# Records provided start

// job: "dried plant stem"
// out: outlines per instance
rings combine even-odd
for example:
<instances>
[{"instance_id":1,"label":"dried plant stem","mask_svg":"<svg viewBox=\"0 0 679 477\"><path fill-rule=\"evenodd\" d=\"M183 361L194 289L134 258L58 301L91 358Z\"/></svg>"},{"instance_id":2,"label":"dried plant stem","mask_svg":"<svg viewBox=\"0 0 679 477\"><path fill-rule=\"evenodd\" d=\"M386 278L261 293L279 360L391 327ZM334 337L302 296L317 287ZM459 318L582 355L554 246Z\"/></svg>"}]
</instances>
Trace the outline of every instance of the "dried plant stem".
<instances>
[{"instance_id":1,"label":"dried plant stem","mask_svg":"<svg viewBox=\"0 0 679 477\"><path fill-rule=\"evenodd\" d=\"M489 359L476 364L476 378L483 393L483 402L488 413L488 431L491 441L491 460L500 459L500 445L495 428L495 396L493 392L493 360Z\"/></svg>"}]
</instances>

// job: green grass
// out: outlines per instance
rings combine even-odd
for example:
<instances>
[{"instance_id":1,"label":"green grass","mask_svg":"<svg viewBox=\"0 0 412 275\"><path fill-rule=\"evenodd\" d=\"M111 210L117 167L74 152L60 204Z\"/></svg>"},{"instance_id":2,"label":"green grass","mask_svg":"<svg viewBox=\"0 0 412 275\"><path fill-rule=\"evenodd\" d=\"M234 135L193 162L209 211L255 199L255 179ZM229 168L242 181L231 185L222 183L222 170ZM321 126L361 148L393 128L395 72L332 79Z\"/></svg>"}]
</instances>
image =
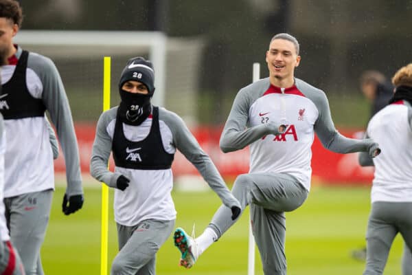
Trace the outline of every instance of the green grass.
<instances>
[{"instance_id":1,"label":"green grass","mask_svg":"<svg viewBox=\"0 0 412 275\"><path fill-rule=\"evenodd\" d=\"M63 192L62 188L58 188L54 195L41 253L45 271L47 274L99 274L100 189L87 188L84 208L69 217L60 210ZM370 206L369 192L369 188L364 187L313 186L304 206L287 214L288 274L362 274L364 263L353 260L350 254L352 250L365 245ZM178 212L176 226L191 232L192 224L196 222L198 234L220 206L217 196L211 192L176 191L173 197ZM117 251L112 208L111 201L109 266ZM180 254L170 237L158 253L157 274L246 274L249 214L245 214L190 270L178 266ZM398 236L385 274L400 274L402 246ZM263 274L258 252L255 270L257 275Z\"/></svg>"}]
</instances>

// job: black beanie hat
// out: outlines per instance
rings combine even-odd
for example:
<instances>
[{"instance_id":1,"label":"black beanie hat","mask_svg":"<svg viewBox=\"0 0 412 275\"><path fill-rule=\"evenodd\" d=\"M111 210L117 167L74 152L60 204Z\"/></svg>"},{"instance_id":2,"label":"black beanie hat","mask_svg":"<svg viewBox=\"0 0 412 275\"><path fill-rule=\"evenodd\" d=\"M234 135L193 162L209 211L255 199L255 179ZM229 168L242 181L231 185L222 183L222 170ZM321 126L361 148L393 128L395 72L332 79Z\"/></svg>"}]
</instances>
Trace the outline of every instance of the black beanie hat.
<instances>
[{"instance_id":1,"label":"black beanie hat","mask_svg":"<svg viewBox=\"0 0 412 275\"><path fill-rule=\"evenodd\" d=\"M122 89L124 82L129 80L142 82L148 87L149 95L152 96L154 93L154 70L152 63L143 57L129 59L122 72L119 89Z\"/></svg>"}]
</instances>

# Records provided end

* _What is required_:
Can you rewrite the dataset entries with "for example" changed to "sample output" and everything else kept the same? Leave the pictures out.

* _The response_:
// job: "dried plant stem"
// out: outlines per instance
rings combine even-odd
sample output:
<instances>
[{"instance_id":1,"label":"dried plant stem","mask_svg":"<svg viewBox=\"0 0 679 477\"><path fill-rule=\"evenodd\" d=\"M183 361L194 289L134 258L58 301L91 358Z\"/></svg>"},{"instance_id":2,"label":"dried plant stem","mask_svg":"<svg viewBox=\"0 0 679 477\"><path fill-rule=\"evenodd\" d=\"M386 278L261 293L279 360L391 327ZM334 337L302 296L317 287ZM459 318L582 355L554 246Z\"/></svg>"}]
</instances>
Trace the outline of every instance of the "dried plant stem".
<instances>
[{"instance_id":1,"label":"dried plant stem","mask_svg":"<svg viewBox=\"0 0 679 477\"><path fill-rule=\"evenodd\" d=\"M489 359L476 364L476 378L483 393L483 402L488 413L488 431L491 441L491 460L500 459L500 445L495 428L495 396L493 392L493 360Z\"/></svg>"}]
</instances>

// job: green grass
// out: outlines per instance
rings combine even-odd
sample output:
<instances>
[{"instance_id":1,"label":"green grass","mask_svg":"<svg viewBox=\"0 0 412 275\"><path fill-rule=\"evenodd\" d=\"M111 210L117 167L74 152L60 204Z\"/></svg>"},{"instance_id":2,"label":"green grass","mask_svg":"<svg viewBox=\"0 0 412 275\"><path fill-rule=\"evenodd\" d=\"M234 135L193 162L209 211L255 199L255 179ZM229 168L242 181L231 185L222 183L222 170ZM321 126L361 148L393 128L395 72L332 79Z\"/></svg>"}]
</instances>
image =
Trace the outline of every instance of the green grass.
<instances>
[{"instance_id":1,"label":"green grass","mask_svg":"<svg viewBox=\"0 0 412 275\"><path fill-rule=\"evenodd\" d=\"M63 192L62 188L58 188L54 195L41 253L45 271L47 274L99 274L100 189L87 188L84 208L69 217L60 210ZM370 206L369 192L369 188L364 187L313 186L304 206L287 214L288 274L362 274L364 263L353 260L350 254L352 250L365 245ZM178 212L176 226L191 232L192 224L196 222L198 234L220 206L217 196L211 192L176 191L173 197ZM117 251L112 208L111 201L109 266ZM180 254L170 237L158 253L157 274L246 274L249 214L245 214L190 270L178 266ZM398 236L385 274L400 274L402 246ZM263 274L258 252L255 270L257 275Z\"/></svg>"}]
</instances>

// job: black beanie hat
// out: outlines per instance
rings combine even-odd
sample output:
<instances>
[{"instance_id":1,"label":"black beanie hat","mask_svg":"<svg viewBox=\"0 0 412 275\"><path fill-rule=\"evenodd\" d=\"M111 210L117 167L74 152L60 204Z\"/></svg>"},{"instance_id":2,"label":"black beanie hat","mask_svg":"<svg viewBox=\"0 0 412 275\"><path fill-rule=\"evenodd\" d=\"M234 135L193 162L209 211L255 199L255 179ZM229 168L242 181L231 185L222 183L222 170ZM321 126L361 148L393 128L395 72L332 79Z\"/></svg>"}]
</instances>
Trace the outline of every instance of the black beanie hat.
<instances>
[{"instance_id":1,"label":"black beanie hat","mask_svg":"<svg viewBox=\"0 0 412 275\"><path fill-rule=\"evenodd\" d=\"M122 89L124 82L129 80L142 82L148 87L149 95L152 96L154 93L154 70L152 63L143 57L129 59L122 72L119 89Z\"/></svg>"}]
</instances>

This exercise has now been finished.